◆ **Texto mostrado**
■ ■ ■ ■

A este José Tomás le pasa como a Sean Connery en ‘El hombre que pudo reinar’, que le han tomado por el hijo de Sikander, Alejandro Magno, venido del fondo de los tiempos; pero aquí sólo hay un hombre, y si sangra, y hemos visto su sangre, ya sabemos que su naturaleza no es divina.
No creo yo, como apunta cariñosamente y con excelente humor doña Lupi Flamingo, que José Tomás esté relacionado en modo alguno con el calentamiento global, ni con la crisis financiera, ni que haya tenido arte ni parte en la extinción del pájaro dodo –cuya memoria permanece viva gracias a Jorge Berlanga-, ni mucho menos en un hecho tan execrable como el asesinato en Dallas de John Fitgerald Kennedy. Tampoco creo que nuestro Comandante de Puesto favorito tenga nada que ver con el ataque a las torres gemelas de Nueva York, ni con el ‘record’ imposible de Bob Beamon en México 1968, con la llegada del hombre a la luna o con el desciframiento de la secuencia del genoma humano. Porque él es sólo un torero, con sus cosas, y no un demiurgo, como pretende parte de su feligresía.

■ ■ ■ ■

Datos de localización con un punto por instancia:
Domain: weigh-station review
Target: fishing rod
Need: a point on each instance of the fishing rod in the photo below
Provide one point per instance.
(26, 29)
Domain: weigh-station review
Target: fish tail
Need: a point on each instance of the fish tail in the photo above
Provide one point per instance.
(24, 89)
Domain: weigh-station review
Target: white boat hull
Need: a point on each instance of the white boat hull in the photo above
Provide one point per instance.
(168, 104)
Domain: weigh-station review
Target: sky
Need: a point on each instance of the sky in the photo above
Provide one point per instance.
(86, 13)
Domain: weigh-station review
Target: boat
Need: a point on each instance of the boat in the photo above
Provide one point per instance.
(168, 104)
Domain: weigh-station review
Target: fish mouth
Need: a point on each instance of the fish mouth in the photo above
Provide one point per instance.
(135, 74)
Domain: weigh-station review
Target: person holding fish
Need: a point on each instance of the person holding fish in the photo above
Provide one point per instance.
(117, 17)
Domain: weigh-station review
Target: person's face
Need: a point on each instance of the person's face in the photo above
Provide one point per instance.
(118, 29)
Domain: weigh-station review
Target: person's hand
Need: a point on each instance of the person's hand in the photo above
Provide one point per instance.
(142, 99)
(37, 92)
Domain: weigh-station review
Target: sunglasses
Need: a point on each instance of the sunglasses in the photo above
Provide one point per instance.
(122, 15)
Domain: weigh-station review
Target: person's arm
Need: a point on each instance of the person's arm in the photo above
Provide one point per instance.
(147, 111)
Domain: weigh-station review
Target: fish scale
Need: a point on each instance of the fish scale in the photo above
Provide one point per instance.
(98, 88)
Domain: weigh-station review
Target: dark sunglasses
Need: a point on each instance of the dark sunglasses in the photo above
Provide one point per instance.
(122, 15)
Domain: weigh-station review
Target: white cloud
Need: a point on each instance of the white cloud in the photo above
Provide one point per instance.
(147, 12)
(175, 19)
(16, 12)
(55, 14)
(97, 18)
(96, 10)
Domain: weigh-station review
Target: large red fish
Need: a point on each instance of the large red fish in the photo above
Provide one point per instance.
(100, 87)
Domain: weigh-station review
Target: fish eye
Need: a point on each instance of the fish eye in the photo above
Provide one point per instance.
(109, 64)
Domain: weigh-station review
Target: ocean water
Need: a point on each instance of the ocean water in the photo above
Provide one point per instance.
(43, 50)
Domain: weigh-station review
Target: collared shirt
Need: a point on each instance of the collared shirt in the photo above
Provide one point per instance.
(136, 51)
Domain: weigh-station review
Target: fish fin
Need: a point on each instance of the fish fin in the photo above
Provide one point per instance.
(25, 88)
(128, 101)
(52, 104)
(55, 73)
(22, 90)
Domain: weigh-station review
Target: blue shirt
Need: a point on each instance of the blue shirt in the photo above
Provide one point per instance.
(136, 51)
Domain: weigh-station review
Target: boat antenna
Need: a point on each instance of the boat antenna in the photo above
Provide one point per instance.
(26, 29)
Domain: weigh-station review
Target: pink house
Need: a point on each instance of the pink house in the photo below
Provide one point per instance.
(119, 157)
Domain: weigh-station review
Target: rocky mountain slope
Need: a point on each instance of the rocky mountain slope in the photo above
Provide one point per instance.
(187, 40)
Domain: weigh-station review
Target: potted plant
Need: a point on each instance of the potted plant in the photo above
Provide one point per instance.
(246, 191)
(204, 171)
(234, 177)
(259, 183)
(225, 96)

■ ■ ■ ■

◆ **Tarea**
Copia el fragmento del texto sobre José Tomás que empieza en "A este José" y termina en "no es divina.". Sustituye "Sean Connery" por "Michael Caine".

◆ **Respuesta propuesta**
A este José Tomás le pasa como a Michael Caine en ‘El hombre que pudo reinar’, que le han tomado por el hijo de Sikander, Alejandro Magno, venido del fondo de los tiempos; pero aquí sólo hay un hombre, y si sangra, y hemos visto su sangre, ya sabemos que su naturaleza no es divina.